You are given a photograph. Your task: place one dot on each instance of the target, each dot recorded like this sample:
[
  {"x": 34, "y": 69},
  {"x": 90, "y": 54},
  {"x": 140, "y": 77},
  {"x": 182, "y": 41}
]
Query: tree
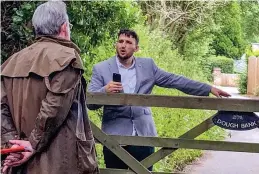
[
  {"x": 229, "y": 40},
  {"x": 94, "y": 21},
  {"x": 178, "y": 18}
]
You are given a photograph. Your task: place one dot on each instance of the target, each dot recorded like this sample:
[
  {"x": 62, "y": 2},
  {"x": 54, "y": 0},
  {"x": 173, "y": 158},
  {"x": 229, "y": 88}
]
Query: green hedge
[{"x": 226, "y": 64}]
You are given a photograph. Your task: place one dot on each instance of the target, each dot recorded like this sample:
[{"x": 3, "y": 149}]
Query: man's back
[{"x": 40, "y": 98}]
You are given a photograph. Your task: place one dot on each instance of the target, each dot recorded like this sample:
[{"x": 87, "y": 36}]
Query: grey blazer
[{"x": 118, "y": 120}]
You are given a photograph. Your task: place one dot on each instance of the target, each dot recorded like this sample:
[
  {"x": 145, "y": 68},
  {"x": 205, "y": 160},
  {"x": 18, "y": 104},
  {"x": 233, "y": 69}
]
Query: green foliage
[
  {"x": 250, "y": 52},
  {"x": 242, "y": 83},
  {"x": 226, "y": 64},
  {"x": 169, "y": 122},
  {"x": 229, "y": 40},
  {"x": 93, "y": 22},
  {"x": 250, "y": 21},
  {"x": 16, "y": 29}
]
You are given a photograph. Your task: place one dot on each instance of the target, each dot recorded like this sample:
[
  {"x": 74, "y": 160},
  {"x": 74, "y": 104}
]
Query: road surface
[{"x": 222, "y": 162}]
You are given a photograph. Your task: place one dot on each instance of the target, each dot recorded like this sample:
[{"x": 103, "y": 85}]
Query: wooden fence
[{"x": 169, "y": 145}]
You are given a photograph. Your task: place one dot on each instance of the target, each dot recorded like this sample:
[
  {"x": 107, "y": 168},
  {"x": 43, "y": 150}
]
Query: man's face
[{"x": 126, "y": 46}]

§ **Work instruction**:
Could you give the material again exactly as it stands, omitting any image?

§ **Answer to this exercise**:
You are given a photograph. Your task: place one dot on each instance of the target, each dot recorded like this sample:
[
  {"x": 34, "y": 69},
  {"x": 90, "y": 54},
  {"x": 140, "y": 77},
  {"x": 182, "y": 41}
]
Query: tree
[
  {"x": 229, "y": 40},
  {"x": 94, "y": 21},
  {"x": 178, "y": 18}
]
You are given a photograph. Your task: place one dot on each instance of the target, each dot recorded like this sample:
[
  {"x": 62, "y": 2},
  {"x": 54, "y": 0},
  {"x": 173, "y": 158},
  {"x": 229, "y": 88}
]
Query: green hedge
[{"x": 226, "y": 64}]
You are given a photograph. Your task: place one dot on each instance of the target, each dot recorded like this sample:
[{"x": 3, "y": 149}]
Query: man's back
[{"x": 40, "y": 98}]
You are given a photograph. Your task: place one dot on each instance of the target, each dot recorded like this sample:
[{"x": 87, "y": 36}]
Query: grey blazer
[{"x": 118, "y": 120}]
You are given a photograph. Your task: place one dot on each instance of the target, each dot recorded like this sample:
[
  {"x": 145, "y": 68},
  {"x": 205, "y": 160},
  {"x": 18, "y": 104},
  {"x": 233, "y": 69}
]
Query: green foliage
[
  {"x": 250, "y": 52},
  {"x": 242, "y": 83},
  {"x": 226, "y": 64},
  {"x": 169, "y": 122},
  {"x": 229, "y": 40},
  {"x": 93, "y": 22},
  {"x": 250, "y": 21},
  {"x": 16, "y": 29}
]
You are given a photograph. Your task: place one dot on each instance of the target, each dot recorded like this sample:
[
  {"x": 74, "y": 160},
  {"x": 74, "y": 104}
]
Query: road surface
[{"x": 222, "y": 162}]
You are given a photograph. Your task: place one dot on each instance of the target, each dot recorded like this sample:
[{"x": 103, "y": 85}]
Query: wooden fence
[{"x": 169, "y": 145}]
You are given a photograph. Your task: place one dot on each instance of the target, each dot recorded like this sample:
[
  {"x": 107, "y": 168},
  {"x": 43, "y": 150}
]
Query: man's face
[{"x": 126, "y": 46}]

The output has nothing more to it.